+++ Extracted material +++
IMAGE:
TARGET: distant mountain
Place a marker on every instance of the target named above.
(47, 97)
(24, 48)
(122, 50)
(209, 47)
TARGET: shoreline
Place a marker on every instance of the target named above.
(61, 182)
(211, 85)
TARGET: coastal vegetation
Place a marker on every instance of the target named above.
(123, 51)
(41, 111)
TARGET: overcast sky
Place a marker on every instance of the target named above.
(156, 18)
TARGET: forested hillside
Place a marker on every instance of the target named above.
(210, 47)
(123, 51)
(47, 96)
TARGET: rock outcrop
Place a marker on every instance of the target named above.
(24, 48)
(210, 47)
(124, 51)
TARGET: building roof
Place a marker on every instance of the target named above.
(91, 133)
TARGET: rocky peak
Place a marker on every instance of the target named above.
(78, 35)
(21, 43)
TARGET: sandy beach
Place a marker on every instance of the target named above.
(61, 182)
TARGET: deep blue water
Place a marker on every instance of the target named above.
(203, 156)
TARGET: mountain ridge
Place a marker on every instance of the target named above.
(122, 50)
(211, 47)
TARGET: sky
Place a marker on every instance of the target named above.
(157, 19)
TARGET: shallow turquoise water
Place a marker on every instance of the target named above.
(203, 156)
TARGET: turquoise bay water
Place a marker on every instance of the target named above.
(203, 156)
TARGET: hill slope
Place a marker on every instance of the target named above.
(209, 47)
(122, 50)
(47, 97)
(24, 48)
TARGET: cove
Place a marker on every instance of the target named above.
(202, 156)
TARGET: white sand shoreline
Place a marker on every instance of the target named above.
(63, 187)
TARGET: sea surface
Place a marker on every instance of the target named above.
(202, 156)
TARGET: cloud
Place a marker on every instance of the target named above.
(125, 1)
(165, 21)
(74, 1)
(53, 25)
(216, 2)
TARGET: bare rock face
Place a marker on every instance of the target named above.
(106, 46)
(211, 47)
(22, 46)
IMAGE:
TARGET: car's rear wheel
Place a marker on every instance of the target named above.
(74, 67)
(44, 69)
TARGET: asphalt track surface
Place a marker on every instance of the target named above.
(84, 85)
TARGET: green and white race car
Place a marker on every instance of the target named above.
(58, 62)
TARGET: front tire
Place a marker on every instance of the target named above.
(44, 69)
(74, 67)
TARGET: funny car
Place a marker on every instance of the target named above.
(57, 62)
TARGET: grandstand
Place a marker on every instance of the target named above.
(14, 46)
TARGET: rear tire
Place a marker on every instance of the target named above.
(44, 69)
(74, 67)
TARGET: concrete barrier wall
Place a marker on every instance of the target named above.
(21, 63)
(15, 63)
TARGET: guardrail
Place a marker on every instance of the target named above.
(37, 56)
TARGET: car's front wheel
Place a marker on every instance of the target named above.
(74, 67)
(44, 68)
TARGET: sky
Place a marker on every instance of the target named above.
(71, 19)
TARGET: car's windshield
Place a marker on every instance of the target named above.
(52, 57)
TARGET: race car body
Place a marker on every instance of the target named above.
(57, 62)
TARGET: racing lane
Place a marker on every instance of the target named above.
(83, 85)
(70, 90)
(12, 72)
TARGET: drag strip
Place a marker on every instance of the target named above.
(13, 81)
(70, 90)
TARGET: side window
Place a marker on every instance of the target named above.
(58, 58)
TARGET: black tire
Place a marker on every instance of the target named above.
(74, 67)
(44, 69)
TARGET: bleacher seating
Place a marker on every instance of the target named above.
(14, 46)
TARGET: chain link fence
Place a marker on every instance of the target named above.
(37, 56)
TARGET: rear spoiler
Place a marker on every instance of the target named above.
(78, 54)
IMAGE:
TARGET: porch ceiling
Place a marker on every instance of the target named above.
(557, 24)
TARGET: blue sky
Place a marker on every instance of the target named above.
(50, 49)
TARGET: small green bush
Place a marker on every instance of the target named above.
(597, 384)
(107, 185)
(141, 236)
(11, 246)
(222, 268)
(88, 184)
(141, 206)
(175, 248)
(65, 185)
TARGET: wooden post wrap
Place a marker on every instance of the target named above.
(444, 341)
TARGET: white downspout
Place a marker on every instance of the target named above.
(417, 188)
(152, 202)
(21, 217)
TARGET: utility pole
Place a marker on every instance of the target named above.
+++
### [Your instructions]
Rewrite the records above with every "marker" changed to "pin" and all else left unchanged.

### [Result of this task]
IMAGE:
TARGET: distant mountain
Place a pin on every instance of the target named above.
(47, 97)
(24, 48)
(122, 50)
(209, 47)
TARGET: shoreline
Place a pin on every instance of the target named above.
(61, 182)
(211, 85)
TARGET: coastal vegetation
Place a pin on every instance of the target named above.
(123, 51)
(41, 111)
TARGET: overcast sky
Place a pin on every instance of the target named above.
(156, 18)
TARGET: forested hillside
Place a pin on every instance of the target named above.
(210, 47)
(123, 51)
(47, 96)
TARGET: rock outcrop
Place a pin on every instance of the target named above.
(24, 48)
(210, 47)
(124, 51)
TARGET: building roof
Place a pin on every instance of the target named above.
(91, 133)
TARGET: rocky peak
Place a pin on every instance of the target named above.
(78, 35)
(21, 43)
TARGET: sandy beach
Place a pin on every instance of the target named above.
(61, 182)
TARGET: deep blue water
Place a pin on every instance of the target named above.
(203, 156)
TARGET: mountain ridge
Place a pin on every instance of the target named above.
(122, 50)
(211, 47)
TARGET: sky
Place a pin on every instance of the target named above.
(157, 19)
TARGET: shallow turquoise water
Place a pin on every instance of the target named above.
(203, 156)
TARGET: turquoise bay water
Place a pin on every instance of the target named above.
(203, 156)
TARGET: hill slope
Place a pin on every instance of the target named above.
(209, 47)
(122, 50)
(47, 97)
(24, 48)
TARGET: cove
Place a pin on every instance of the target named above.
(202, 156)
TARGET: white sand shoreline
Place a pin on every instance of the target named above.
(63, 187)
TARGET: sea surface
Place a pin on every instance of the target named above.
(202, 156)
TARGET: cloud
Place a pin on every instance of the target named above.
(125, 1)
(165, 21)
(74, 1)
(53, 25)
(216, 2)
TARGET: bare rock face
Place a pin on every instance of the target named above.
(106, 46)
(211, 47)
(22, 46)
IMAGE:
TARGET: car's rear wheel
Place a pin on every instance of the target named above.
(74, 67)
(44, 69)
TARGET: asphalt track surface
Place a pin on every instance of the target named above.
(84, 85)
TARGET: green and white race car
Place a pin on every instance of the target named above.
(58, 62)
TARGET: front tire
Place a pin on every instance of the target named above.
(44, 69)
(74, 67)
TARGET: funny car
Place a pin on every instance of the target named above.
(57, 62)
TARGET: grandstand
Place a pin on every instance of the target named above.
(14, 46)
TARGET: rear tire
Place a pin on every instance of the target named above.
(44, 69)
(74, 67)
TARGET: concrete barrier wall
Place a pin on every instance of the target named above.
(21, 63)
(15, 63)
TARGET: guardrail
Place a pin on every instance of the target named above.
(37, 56)
TARGET: car's front wheel
Place a pin on every instance of the target named above.
(74, 67)
(44, 68)
TARGET: sky
Place a pin on every instance of the target named above.
(71, 19)
TARGET: car's windshield
Place a pin on every instance of the target named above.
(52, 57)
TARGET: race car body
Place a pin on every instance of the target named above.
(57, 62)
TARGET: racing lane
Place a pin on every instance of the target named above.
(83, 85)
(70, 90)
(12, 72)
TARGET: drag strip
Place a pin on every instance of the target named above.
(13, 81)
(70, 90)
TARGET: side window
Place a pin on every instance of the target named above.
(58, 58)
TARGET: black tire
Place a pin on every instance of the target named above.
(74, 67)
(44, 69)
TARGET: bleacher seating
Place a pin on every instance of the target named above.
(14, 46)
TARGET: chain link fence
Place a pin on every instance of the target named above.
(37, 56)
TARGET: rear spoiler
Place a pin on every instance of the target named above.
(78, 54)
IMAGE:
TARGET: porch ceiling
Place a pin on every instance of the target named above.
(557, 24)
TARGET: blue sky
Place a pin on every instance of the target named above.
(50, 49)
TARGET: small green bush
Place a pin on every instance of the target named above.
(597, 384)
(107, 185)
(141, 236)
(11, 246)
(222, 268)
(88, 184)
(141, 206)
(175, 248)
(65, 185)
TARGET: wooden post wrap
Place a pin on every instance of the target named above.
(444, 341)
TARGET: white downspout
Place a pin on every instance of the target named above.
(417, 188)
(152, 202)
(21, 217)
TARGET: utility pole
Place a pin on every instance of the target named above.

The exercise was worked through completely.